**Task description**
All pictures are to be skipped; retype only the lines from the top of the entries through the line with "Where can you spot the tail", both included.

[Image point grounding data]
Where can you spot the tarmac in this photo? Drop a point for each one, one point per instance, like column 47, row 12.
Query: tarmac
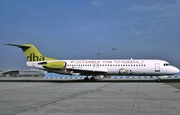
column 38, row 96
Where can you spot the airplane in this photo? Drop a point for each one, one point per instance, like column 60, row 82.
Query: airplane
column 95, row 68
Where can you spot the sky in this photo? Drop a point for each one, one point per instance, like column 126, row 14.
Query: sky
column 77, row 29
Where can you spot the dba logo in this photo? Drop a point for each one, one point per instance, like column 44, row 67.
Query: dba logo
column 33, row 57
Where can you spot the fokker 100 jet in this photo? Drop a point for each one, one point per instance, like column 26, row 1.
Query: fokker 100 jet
column 95, row 68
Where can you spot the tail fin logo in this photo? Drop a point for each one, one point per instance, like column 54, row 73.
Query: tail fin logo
column 33, row 57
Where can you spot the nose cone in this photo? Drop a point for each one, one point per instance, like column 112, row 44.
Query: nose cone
column 175, row 70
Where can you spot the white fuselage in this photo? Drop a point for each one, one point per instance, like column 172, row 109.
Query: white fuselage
column 112, row 67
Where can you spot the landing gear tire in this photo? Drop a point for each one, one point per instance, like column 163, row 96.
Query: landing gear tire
column 159, row 79
column 86, row 79
column 92, row 78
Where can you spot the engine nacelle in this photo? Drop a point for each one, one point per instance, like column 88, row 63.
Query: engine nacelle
column 53, row 65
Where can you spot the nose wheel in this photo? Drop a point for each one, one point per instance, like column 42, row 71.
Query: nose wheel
column 159, row 79
column 89, row 79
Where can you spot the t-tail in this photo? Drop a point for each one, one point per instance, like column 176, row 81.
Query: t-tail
column 31, row 53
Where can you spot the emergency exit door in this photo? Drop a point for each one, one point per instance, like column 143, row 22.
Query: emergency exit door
column 157, row 67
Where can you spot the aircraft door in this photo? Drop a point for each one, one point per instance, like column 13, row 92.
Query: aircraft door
column 157, row 67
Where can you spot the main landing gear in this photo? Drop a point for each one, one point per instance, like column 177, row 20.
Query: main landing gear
column 89, row 79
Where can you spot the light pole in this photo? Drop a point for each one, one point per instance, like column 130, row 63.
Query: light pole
column 114, row 49
column 97, row 54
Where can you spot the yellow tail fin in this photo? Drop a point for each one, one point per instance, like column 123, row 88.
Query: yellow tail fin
column 31, row 53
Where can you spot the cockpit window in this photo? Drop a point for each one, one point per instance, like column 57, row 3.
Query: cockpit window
column 166, row 64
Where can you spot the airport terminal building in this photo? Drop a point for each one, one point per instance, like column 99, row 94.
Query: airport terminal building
column 19, row 72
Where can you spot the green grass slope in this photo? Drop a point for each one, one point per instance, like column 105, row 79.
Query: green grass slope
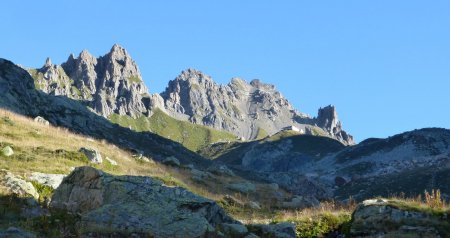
column 192, row 136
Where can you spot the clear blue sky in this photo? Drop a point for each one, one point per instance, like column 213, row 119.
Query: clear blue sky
column 384, row 64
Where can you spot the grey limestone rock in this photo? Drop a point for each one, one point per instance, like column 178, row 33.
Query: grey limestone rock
column 14, row 232
column 41, row 120
column 382, row 218
column 244, row 109
column 17, row 185
column 92, row 154
column 7, row 151
column 51, row 180
column 242, row 187
column 280, row 230
column 109, row 84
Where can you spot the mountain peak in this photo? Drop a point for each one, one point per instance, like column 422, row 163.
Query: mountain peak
column 85, row 55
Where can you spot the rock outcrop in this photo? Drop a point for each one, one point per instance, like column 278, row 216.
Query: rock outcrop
column 112, row 84
column 108, row 84
column 130, row 205
column 384, row 218
column 245, row 109
column 17, row 185
column 51, row 180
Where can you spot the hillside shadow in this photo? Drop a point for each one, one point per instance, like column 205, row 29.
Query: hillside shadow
column 19, row 95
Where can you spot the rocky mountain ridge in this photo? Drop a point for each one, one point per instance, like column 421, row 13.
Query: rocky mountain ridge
column 323, row 168
column 112, row 84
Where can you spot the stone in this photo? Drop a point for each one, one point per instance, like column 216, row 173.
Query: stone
column 382, row 218
column 251, row 235
column 14, row 232
column 340, row 181
column 253, row 205
column 230, row 200
column 171, row 161
column 242, row 187
column 279, row 230
column 41, row 120
column 111, row 161
column 7, row 151
column 51, row 180
column 300, row 202
column 199, row 176
column 17, row 185
column 220, row 169
column 92, row 154
column 239, row 107
column 136, row 205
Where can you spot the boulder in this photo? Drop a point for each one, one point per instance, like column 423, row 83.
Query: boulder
column 18, row 185
column 51, row 180
column 300, row 202
column 253, row 205
column 220, row 169
column 387, row 218
column 171, row 161
column 136, row 205
column 41, row 120
column 242, row 187
column 280, row 230
column 7, row 151
column 274, row 186
column 111, row 161
column 233, row 230
column 340, row 181
column 14, row 232
column 92, row 154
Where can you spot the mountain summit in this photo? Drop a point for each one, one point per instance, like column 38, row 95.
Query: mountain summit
column 112, row 84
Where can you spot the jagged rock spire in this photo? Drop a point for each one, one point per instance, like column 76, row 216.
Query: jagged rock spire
column 48, row 62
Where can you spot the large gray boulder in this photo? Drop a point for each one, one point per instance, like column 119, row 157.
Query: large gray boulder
column 41, row 120
column 242, row 108
column 385, row 218
column 136, row 205
column 280, row 230
column 17, row 185
column 109, row 84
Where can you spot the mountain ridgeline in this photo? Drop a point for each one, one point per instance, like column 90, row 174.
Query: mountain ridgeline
column 112, row 86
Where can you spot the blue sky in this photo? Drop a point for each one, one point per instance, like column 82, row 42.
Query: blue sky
column 385, row 65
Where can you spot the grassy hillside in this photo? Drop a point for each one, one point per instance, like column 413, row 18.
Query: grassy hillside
column 192, row 136
column 233, row 152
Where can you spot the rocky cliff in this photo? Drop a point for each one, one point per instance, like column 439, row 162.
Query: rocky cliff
column 18, row 94
column 246, row 109
column 112, row 84
column 109, row 84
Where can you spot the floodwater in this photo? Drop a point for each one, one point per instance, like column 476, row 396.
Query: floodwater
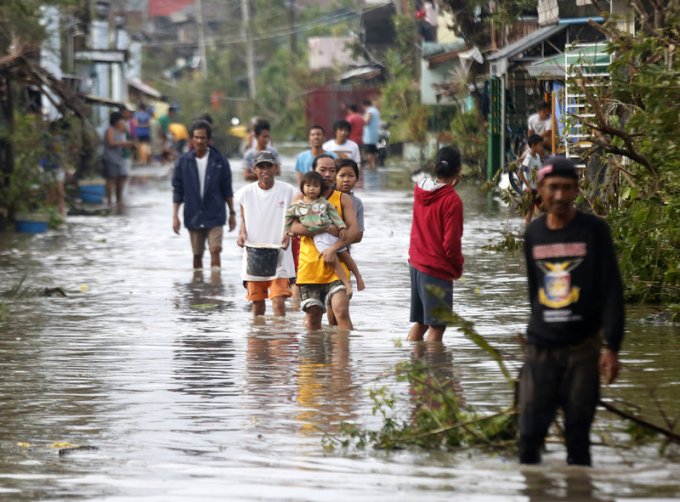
column 183, row 396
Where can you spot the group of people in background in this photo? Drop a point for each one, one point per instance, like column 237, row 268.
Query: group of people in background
column 312, row 225
column 137, row 135
column 574, row 284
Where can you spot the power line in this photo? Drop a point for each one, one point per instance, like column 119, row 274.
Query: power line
column 281, row 32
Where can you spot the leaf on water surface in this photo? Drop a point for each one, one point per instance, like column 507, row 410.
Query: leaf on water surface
column 68, row 451
column 62, row 444
column 204, row 306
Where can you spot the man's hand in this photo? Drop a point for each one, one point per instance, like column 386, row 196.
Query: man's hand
column 242, row 237
column 333, row 230
column 329, row 257
column 609, row 365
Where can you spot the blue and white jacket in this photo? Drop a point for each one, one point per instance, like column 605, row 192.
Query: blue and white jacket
column 207, row 211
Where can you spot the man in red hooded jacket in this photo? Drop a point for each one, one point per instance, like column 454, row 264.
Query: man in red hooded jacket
column 435, row 255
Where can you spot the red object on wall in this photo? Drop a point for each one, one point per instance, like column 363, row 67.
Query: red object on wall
column 324, row 105
column 163, row 8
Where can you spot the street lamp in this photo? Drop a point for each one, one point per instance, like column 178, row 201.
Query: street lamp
column 102, row 8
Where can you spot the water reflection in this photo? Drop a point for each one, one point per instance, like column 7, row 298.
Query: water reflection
column 204, row 364
column 204, row 294
column 324, row 381
column 572, row 484
column 183, row 392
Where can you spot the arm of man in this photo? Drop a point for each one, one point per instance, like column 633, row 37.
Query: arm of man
column 228, row 193
column 349, row 216
column 453, row 232
column 243, row 233
column 177, row 196
column 531, row 278
column 520, row 170
column 248, row 173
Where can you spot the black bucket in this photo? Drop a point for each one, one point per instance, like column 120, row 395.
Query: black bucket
column 262, row 259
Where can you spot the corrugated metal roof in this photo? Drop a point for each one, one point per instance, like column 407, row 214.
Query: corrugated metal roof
column 527, row 42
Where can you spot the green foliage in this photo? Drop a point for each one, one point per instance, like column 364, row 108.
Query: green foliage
column 637, row 120
column 438, row 418
column 400, row 96
column 510, row 243
column 470, row 135
column 23, row 190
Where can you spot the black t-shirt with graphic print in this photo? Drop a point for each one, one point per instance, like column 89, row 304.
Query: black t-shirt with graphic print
column 575, row 286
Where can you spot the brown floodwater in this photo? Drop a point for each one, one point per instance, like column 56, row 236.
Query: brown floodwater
column 176, row 393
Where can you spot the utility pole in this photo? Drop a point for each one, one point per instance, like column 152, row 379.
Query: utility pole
column 293, row 35
column 201, row 38
column 250, row 50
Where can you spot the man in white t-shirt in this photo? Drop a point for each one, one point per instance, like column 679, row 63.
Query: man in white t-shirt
column 341, row 145
column 262, row 144
column 528, row 173
column 263, row 209
column 540, row 123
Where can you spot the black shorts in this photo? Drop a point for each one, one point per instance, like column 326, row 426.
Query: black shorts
column 431, row 298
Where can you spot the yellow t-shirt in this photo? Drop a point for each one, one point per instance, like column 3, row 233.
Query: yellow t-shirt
column 178, row 131
column 311, row 267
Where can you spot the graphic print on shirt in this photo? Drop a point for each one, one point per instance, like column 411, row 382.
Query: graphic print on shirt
column 557, row 291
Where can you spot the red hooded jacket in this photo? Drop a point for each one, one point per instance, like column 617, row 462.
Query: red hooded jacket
column 436, row 230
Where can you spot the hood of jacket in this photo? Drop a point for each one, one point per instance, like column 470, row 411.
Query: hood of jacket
column 428, row 191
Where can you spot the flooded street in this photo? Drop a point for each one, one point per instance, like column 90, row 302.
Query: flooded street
column 183, row 396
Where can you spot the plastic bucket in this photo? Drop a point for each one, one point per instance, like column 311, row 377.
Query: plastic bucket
column 261, row 259
column 92, row 194
column 29, row 223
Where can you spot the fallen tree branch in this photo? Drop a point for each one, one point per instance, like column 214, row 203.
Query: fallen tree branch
column 672, row 436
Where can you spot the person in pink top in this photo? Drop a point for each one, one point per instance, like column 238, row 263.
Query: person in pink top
column 435, row 253
column 356, row 120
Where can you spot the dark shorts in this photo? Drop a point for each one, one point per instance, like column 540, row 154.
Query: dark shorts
column 114, row 170
column 559, row 377
column 317, row 295
column 430, row 298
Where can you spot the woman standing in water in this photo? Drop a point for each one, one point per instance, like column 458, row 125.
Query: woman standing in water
column 114, row 168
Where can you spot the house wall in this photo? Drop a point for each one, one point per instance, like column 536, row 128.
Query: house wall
column 431, row 76
column 324, row 105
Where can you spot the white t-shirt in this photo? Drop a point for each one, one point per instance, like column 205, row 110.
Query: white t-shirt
column 531, row 164
column 348, row 150
column 539, row 126
column 202, row 164
column 264, row 213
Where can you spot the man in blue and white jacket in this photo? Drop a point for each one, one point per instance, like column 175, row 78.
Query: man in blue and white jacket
column 202, row 182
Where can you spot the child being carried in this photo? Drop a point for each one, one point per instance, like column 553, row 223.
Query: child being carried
column 317, row 214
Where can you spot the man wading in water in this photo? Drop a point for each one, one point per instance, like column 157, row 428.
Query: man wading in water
column 576, row 299
column 435, row 255
column 202, row 182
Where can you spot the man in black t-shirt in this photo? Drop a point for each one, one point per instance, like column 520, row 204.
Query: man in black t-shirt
column 576, row 300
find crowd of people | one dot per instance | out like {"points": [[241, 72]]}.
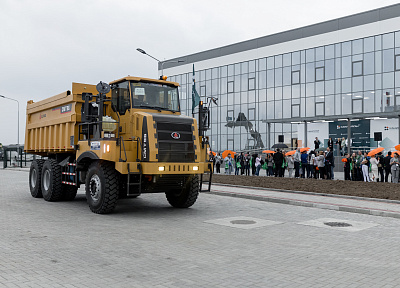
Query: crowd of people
{"points": [[318, 163], [300, 164]]}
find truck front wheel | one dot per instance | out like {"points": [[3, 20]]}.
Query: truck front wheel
{"points": [[35, 176], [51, 181], [186, 196], [102, 187]]}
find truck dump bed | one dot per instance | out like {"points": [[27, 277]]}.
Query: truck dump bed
{"points": [[52, 124]]}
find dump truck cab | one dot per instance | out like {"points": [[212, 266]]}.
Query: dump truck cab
{"points": [[131, 139]]}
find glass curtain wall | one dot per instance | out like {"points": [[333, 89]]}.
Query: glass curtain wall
{"points": [[353, 77]]}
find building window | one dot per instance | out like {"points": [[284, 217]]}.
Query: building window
{"points": [[397, 62], [357, 68], [231, 87], [252, 83], [229, 116], [319, 109], [252, 114], [320, 74], [296, 110], [203, 90], [295, 77]]}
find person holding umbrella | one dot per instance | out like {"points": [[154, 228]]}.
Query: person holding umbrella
{"points": [[387, 166], [395, 167], [365, 167], [278, 160], [374, 168]]}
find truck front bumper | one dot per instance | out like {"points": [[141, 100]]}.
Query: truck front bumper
{"points": [[163, 168]]}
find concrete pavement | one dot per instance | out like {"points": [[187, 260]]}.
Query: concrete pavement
{"points": [[219, 242]]}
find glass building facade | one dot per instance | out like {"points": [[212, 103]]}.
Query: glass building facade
{"points": [[360, 77]]}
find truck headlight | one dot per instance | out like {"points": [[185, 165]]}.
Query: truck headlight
{"points": [[106, 148]]}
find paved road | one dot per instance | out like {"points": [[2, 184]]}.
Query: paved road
{"points": [[219, 242]]}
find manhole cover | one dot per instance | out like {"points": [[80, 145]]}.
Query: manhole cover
{"points": [[243, 222], [338, 224]]}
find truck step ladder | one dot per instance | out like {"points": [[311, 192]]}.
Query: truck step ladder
{"points": [[69, 170], [129, 183], [209, 182]]}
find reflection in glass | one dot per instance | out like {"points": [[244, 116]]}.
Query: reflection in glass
{"points": [[346, 104], [296, 58], [286, 59], [357, 106], [369, 44], [369, 100], [388, 60], [388, 41], [310, 56], [357, 68], [295, 77], [357, 46], [346, 48], [278, 77], [320, 74], [278, 61], [388, 80]]}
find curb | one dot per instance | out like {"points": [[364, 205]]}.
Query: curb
{"points": [[313, 193], [312, 204], [17, 169]]}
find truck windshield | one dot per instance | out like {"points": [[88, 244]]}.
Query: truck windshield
{"points": [[155, 96]]}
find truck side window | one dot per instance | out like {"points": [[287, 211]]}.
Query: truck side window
{"points": [[120, 97]]}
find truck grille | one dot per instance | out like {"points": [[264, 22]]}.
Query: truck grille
{"points": [[175, 150]]}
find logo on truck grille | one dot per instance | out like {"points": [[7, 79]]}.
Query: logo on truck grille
{"points": [[175, 135]]}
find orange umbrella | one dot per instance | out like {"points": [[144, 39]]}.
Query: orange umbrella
{"points": [[375, 151], [226, 152], [290, 153]]}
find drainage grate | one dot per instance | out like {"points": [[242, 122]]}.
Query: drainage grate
{"points": [[243, 222], [338, 224]]}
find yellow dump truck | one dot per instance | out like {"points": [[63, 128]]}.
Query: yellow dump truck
{"points": [[120, 140]]}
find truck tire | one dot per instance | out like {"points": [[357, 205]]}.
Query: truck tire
{"points": [[186, 196], [35, 176], [69, 192], [102, 187], [51, 181]]}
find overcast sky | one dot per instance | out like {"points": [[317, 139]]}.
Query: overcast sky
{"points": [[46, 45]]}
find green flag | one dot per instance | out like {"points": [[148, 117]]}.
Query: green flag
{"points": [[195, 95]]}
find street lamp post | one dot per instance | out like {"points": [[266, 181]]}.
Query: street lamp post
{"points": [[162, 62], [18, 114]]}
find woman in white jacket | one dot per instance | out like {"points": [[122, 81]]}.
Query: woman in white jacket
{"points": [[290, 162], [374, 168], [320, 159]]}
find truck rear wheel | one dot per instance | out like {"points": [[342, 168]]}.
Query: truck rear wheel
{"points": [[69, 192], [185, 197], [102, 187], [51, 181], [35, 175]]}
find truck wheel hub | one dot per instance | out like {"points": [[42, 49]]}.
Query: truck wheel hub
{"points": [[46, 180], [33, 177], [95, 187]]}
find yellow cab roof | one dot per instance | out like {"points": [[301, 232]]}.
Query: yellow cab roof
{"points": [[141, 79]]}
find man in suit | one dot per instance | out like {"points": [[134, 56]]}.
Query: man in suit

**Solution**
Where can you spot the tarmac in this photo? Drop a point for each one, one point per instance, like column 47, row 12.
Query: tarmac
column 38, row 96
Where can you spot the airplane in this photo? Drop a point for each one, one point per instance, like column 60, row 82.
Query: airplane
column 95, row 68
Where can you spot the sky in this photo? Drop a point for each one, one point per instance, like column 126, row 14.
Query: sky
column 77, row 29
Where can you spot the dba logo in this photo? Drop a point for each one, one point per instance, like column 44, row 67.
Query: dba logo
column 33, row 57
Where can you spot the fokker 100 jet in this photo? Drop a point for each one, one point per instance, like column 26, row 1.
Query: fokker 100 jet
column 95, row 68
Where can you spot the tail fin logo in this photo? Drop a point for each one, one point per instance, like column 54, row 73.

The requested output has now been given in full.